══ TASK INPUTS
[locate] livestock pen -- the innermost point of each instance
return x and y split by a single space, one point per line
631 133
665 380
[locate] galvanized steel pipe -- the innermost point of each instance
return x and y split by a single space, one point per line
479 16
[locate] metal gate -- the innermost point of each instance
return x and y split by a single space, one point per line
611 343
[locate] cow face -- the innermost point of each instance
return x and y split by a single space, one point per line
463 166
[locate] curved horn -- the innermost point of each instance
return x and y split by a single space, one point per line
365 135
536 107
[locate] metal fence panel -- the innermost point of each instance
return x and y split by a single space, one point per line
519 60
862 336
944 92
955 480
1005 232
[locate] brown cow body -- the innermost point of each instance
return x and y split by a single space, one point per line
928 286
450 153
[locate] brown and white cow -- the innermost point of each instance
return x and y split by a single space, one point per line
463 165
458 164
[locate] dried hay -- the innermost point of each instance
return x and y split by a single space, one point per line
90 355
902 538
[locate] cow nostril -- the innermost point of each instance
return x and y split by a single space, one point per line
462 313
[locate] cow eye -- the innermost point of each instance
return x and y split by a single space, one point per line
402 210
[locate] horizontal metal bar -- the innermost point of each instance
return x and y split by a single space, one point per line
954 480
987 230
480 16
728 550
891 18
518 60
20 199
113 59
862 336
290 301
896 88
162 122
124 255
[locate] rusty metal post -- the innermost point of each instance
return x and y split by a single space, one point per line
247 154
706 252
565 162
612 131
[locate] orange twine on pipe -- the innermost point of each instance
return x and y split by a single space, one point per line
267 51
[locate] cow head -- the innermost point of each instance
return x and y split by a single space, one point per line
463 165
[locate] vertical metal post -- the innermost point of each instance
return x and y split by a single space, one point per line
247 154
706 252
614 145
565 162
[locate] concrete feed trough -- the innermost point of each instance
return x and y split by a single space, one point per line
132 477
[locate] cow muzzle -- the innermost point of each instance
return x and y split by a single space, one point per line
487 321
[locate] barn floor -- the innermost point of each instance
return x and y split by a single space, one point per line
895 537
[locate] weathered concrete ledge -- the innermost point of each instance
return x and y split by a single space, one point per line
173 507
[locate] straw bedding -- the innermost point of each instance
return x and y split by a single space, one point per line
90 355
════
In the records above, locate the lines holding the word "pipe". Copy each of them.

> ANSWER BELOW
[locate] galvanized steel pipe -- the innermost point of each instance
[locate] orange twine on pipe -- the innermost point of each instance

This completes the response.